_PASSAGE SHOWN_

◆ ◆ ◆ ◆ ◆

Meet the Faculty
Project Co-Directors
Michelle LeBlanc, M.A.
Director of Education
Leventhal Map Center at Boston Public Library
mleblanc@leventhalmap.org | leventhalmap.org
Michelle LeBlanc has 20 years of experience in museums and classrooms, teaching history and designing programming for varied audiences. She is Director of Education at the Norman B. Leventhal Map Center at the Boston Public Library where she runs all aspects of teacher training, school programs and curriculum development. She has served as Project Director for two Teaching American History grants, a federal program that provided professional development for teachers. She holds an M.A. in American History from Northeastern University and is a licensed teacher for grades 5-8 social studies in Massachusetts.
Elisabeth Nevins, M.S.Ed.

◆ ◆ ◆ ◆ ◆

_RECORDS PROVIDED_
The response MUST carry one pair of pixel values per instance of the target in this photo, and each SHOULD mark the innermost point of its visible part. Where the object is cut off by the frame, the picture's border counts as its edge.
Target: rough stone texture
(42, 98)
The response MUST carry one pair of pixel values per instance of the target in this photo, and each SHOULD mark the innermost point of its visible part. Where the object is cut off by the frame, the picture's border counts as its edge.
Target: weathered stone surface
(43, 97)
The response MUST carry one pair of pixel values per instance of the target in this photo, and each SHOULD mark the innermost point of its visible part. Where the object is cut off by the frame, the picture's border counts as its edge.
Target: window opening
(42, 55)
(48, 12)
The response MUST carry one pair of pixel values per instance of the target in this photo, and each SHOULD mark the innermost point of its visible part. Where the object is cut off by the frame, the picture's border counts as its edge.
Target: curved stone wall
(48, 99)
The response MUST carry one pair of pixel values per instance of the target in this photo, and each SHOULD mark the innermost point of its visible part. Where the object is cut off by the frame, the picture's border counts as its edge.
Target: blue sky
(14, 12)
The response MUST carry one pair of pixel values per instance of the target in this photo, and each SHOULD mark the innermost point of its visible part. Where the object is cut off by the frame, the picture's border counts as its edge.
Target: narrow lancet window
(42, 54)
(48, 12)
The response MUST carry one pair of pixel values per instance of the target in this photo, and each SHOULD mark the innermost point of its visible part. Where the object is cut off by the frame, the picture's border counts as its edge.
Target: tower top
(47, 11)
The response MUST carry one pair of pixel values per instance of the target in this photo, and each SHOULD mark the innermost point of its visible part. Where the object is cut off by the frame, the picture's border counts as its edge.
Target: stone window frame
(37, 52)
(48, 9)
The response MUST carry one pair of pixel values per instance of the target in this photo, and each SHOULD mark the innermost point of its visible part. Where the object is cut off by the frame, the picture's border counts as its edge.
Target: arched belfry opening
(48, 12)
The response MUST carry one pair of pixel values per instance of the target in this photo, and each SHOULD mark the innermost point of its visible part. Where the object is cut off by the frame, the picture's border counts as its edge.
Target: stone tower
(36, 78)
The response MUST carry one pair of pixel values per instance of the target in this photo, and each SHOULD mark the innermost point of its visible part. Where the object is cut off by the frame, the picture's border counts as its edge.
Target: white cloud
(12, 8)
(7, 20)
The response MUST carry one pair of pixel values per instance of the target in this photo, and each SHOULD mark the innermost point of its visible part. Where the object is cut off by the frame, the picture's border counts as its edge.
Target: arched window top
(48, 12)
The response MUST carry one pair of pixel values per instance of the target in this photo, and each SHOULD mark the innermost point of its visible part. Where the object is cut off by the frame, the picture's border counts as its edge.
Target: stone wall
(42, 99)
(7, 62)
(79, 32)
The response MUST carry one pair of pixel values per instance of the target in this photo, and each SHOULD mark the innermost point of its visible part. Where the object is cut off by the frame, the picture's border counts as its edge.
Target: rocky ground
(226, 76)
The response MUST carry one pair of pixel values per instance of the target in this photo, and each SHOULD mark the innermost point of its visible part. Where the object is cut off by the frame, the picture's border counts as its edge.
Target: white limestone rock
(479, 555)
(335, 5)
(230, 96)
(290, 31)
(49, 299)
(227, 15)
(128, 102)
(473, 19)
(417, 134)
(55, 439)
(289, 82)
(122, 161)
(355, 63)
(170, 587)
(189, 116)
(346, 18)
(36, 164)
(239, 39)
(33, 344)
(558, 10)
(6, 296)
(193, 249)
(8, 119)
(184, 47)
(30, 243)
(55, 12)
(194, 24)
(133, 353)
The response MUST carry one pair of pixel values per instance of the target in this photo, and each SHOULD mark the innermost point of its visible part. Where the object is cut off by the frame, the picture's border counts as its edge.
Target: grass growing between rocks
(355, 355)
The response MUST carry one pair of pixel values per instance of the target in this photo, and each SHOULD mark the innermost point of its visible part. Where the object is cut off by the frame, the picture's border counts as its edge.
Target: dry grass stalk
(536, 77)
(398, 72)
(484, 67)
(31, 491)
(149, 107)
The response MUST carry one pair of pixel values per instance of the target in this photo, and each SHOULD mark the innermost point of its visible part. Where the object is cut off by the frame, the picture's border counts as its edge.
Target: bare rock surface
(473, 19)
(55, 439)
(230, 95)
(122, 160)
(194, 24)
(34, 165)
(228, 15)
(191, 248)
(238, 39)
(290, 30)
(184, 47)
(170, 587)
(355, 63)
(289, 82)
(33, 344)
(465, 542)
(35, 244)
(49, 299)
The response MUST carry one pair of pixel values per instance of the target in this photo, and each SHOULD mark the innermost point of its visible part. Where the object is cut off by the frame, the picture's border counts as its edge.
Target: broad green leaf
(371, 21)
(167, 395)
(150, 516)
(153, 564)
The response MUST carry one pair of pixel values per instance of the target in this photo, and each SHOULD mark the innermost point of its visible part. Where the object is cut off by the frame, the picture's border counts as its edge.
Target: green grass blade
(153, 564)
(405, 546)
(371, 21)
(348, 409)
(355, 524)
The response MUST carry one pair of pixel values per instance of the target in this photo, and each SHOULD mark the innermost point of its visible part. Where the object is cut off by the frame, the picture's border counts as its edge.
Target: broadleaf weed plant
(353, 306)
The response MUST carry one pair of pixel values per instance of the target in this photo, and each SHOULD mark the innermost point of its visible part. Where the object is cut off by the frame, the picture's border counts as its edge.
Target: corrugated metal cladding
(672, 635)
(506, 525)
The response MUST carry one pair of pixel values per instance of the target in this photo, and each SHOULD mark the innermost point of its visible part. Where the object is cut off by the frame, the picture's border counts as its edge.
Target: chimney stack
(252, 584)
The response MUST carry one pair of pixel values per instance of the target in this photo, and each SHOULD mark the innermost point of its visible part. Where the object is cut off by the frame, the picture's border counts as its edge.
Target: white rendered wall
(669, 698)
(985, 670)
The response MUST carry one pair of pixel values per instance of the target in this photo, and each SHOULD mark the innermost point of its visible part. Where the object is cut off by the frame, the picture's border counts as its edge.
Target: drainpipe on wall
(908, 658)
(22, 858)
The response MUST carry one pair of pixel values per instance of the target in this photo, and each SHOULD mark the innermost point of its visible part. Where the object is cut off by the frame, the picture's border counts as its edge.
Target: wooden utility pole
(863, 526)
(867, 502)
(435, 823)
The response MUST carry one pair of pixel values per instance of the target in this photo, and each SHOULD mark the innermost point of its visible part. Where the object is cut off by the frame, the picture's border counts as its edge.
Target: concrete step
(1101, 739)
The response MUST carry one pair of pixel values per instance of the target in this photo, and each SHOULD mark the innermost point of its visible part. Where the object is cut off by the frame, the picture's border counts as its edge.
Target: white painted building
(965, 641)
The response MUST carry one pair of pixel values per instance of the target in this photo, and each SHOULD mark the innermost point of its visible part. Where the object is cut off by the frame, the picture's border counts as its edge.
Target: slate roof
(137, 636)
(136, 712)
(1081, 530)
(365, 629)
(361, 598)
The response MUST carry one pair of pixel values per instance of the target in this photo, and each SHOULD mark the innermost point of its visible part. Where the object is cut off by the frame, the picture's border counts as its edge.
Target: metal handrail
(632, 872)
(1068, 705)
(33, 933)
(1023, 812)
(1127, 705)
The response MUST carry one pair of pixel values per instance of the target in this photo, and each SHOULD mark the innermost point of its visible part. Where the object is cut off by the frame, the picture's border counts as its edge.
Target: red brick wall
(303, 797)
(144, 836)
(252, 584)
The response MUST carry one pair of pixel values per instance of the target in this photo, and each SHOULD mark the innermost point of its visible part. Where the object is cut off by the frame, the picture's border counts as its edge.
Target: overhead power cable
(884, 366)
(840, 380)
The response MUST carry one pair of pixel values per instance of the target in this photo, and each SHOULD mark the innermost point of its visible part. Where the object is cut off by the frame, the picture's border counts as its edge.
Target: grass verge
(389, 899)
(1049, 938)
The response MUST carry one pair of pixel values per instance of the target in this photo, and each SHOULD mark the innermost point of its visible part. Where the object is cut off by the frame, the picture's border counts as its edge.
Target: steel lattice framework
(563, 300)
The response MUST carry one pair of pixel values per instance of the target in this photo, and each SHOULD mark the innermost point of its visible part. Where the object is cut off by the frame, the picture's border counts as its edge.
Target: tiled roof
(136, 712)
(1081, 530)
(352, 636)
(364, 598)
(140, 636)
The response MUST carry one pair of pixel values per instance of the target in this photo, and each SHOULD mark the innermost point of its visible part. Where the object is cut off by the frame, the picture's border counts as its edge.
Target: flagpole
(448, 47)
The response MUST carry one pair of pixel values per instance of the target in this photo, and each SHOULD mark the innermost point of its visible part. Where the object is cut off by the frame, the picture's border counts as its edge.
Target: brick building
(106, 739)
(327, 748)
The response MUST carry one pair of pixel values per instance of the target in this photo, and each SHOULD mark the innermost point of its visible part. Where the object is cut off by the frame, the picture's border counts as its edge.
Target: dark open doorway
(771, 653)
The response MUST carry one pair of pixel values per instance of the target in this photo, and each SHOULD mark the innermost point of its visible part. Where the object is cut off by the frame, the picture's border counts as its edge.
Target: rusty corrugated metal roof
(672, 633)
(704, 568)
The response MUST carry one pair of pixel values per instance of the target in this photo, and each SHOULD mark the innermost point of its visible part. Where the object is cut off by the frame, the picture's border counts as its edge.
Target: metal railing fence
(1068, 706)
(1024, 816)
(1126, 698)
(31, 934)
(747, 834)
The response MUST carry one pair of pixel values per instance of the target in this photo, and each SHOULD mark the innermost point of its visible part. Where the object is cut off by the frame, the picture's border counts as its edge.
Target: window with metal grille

◆ ◆ ◆ ◆ ◆

_JOBS_
(1) Answer these questions using the faculty page. Give each answer on its own line, marked (a), (b) or (c).
(a) At which library is the Leventhal Map Center located?
(b) For how many Teaching American History grants has Michelle LeBlanc served as Project Director?
(c) From which university does Michelle LeBlanc hold her M.A.?
(2) Reproduce the section of the faculty page that opens with the words containing "Meet the Faculty" and closes with "Elisabeth Nevins, M.S.Ed.".
(3) Resume the faculty page after its last line, "Elisabeth Nevins, M.S.Ed."

_PER-TASK OUTPUTS_
(1)
(a) The Boston Public Library
(b) Two
(c) Northeastern University

(2)
Meet the Faculty
Project Co-Directors
Michelle LeBlanc, M.A.
Director of Education
Leventhal Map Center at Boston Public Library
mleblanc@leventhalmap.org | leventhalmap.org
Michelle LeBlanc has 20 years of experience in museums and classrooms, teaching history and designing programming for varied audiences. She is Director of Education at the Norman B. Leventhal Map Center at the Boston Public Library where she runs all aspects of teacher training, school programs and curriculum development. She has served as Project Director for two Teaching American History grants, a federal program that provided professional development for teachers. She holds an M.A. in American History from Northeastern University and is a licensed teacher for grades 5-8 social studies in Massachusetts.
Elisabeth Nevins, M.S.Ed.

(3)
Principal
Seed Education Consulting
enevins@seed-ed.com | www.seed-ed.com
Elisabeth Nevins is a museum education, interpretation, and evaluation consultant based in Boston, Massachusetts. She collaborates with staff at museums and historic sites throughout the Northeast to create empowering and engaging learning experiences with their visitors. Nevins serves as a peer reviewer for the Journal of Museum Education and recently co-edited three issues. Her essay “The Past as a Brave Space: Reframing Relevance” was published in The State of Museums: Voices from the Field from MuseumsEtc in fall 2018. She holds a B.A. in history from Yale University and an M.S.Ed. in museum education and early adolescent education from Bank Street Graduate School of Education.
Project Faculty
Hilary Goodnow
Associate Director of Education & Outreach
Plimoth Patuxet Museums
plimoth.org
Hilary Goodnow is the Associate Director of Education & Outreach at Plimoth Patuxet Museums (formerly Plimoth Plantation). She is a Public Historian specializing in engaging, immersive, and thought-provoking historic and cultural exhibits, programs, and living history experiences for diverse audiences. She holds an MA in Public History from North Carolina State University and a BA in History and Museum Studies from Connecticut College.
Paul J. Grant-Costa, Ph.D., J.D.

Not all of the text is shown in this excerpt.